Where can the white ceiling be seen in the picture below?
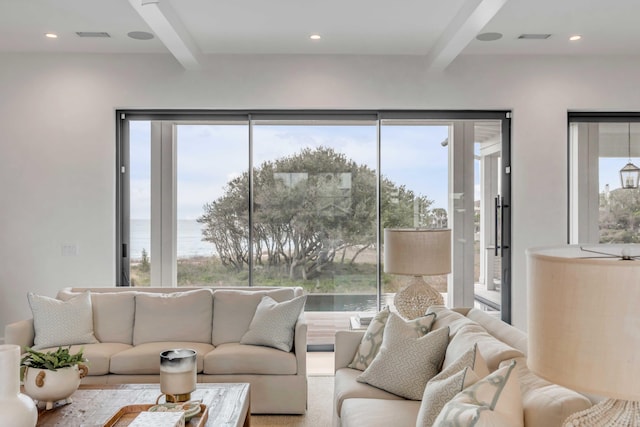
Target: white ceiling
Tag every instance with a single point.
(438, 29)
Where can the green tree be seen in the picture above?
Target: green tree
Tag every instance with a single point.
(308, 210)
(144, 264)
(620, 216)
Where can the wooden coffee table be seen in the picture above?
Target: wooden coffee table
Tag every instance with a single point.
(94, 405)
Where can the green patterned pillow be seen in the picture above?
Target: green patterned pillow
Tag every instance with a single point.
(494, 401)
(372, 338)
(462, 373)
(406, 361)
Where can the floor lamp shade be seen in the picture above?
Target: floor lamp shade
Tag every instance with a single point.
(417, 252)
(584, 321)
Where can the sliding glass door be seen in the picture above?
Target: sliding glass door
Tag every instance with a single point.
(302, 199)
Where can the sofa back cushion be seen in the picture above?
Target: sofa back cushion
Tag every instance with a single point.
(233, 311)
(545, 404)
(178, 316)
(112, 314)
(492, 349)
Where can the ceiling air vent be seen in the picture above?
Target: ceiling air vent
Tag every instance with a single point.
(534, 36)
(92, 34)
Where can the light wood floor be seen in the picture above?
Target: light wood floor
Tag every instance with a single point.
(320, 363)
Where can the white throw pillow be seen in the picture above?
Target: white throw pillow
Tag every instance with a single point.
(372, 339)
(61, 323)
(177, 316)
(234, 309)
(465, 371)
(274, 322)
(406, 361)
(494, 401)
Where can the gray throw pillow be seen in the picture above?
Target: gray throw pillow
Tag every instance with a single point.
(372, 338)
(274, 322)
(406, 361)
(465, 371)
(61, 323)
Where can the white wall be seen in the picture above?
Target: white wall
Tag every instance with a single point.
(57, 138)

[EXERCISE]
Please rewrite all of the lines above as a numbered list, skipping blank lines and leaving out the picture.

[IN RESPONSE]
1. Where can the white ceiling be seen in the picture below?
2. Target: white ceiling
3. Tag every instance with a single point.
4. (438, 29)
5. Where can the green tree be seen in the picture above?
6. Target: green tree
7. Tag every instance with a single point.
8. (308, 210)
9. (144, 264)
10. (620, 216)
11. Where can the wooden coffee table be seen in the picture above?
12. Target: wooden coffee table
13. Tag every instance with a single point.
14. (94, 405)
15. Where can the green patterned pillow be seen in the picture above?
16. Target: green patterned pillow
17. Tag every instance with a single point.
18. (494, 401)
19. (372, 338)
20. (462, 373)
21. (406, 361)
22. Where can the floor lamp shade be seen in the picture above?
23. Target: floor lamp shade
24. Tag every instance with a single point.
25. (417, 252)
26. (584, 321)
27. Where can the sliding glass door be seen in the picture above?
28. Target: sliding glass door
29. Tag every instance with a single point.
30. (302, 199)
31. Where can the sofa back cushion be seen in the picture above?
32. Target: sofa back cushion
33. Tag every instance with a single point.
34. (233, 311)
35. (545, 404)
36. (178, 316)
37. (112, 314)
38. (492, 349)
39. Where can the ceiling air vent be seen in the picture above?
40. Target: ceiling air vent
41. Tag every instance with a single point.
42. (534, 36)
43. (92, 34)
44. Where can the light wood floor be seen in the picture above?
45. Target: light wood floor
46. Tag every instance with a single point.
47. (320, 363)
48. Where can the white throw pillow be seen in the picture above?
49. Target: white throw pillow
50. Tag every instance with a single point.
51. (372, 339)
52. (61, 323)
53. (177, 316)
54. (234, 309)
55. (465, 371)
56. (274, 322)
57. (406, 361)
58. (494, 401)
59. Where can the gray throw pillow be seen in the picture above?
60. Target: gray throw pillow
61. Tag every instance with a single point.
62. (372, 338)
63. (274, 322)
64. (406, 361)
65. (465, 371)
66. (61, 323)
67. Where can the white wall be seen in the picture above?
68. Target: white wall
69. Tag every instance with a single point.
70. (57, 138)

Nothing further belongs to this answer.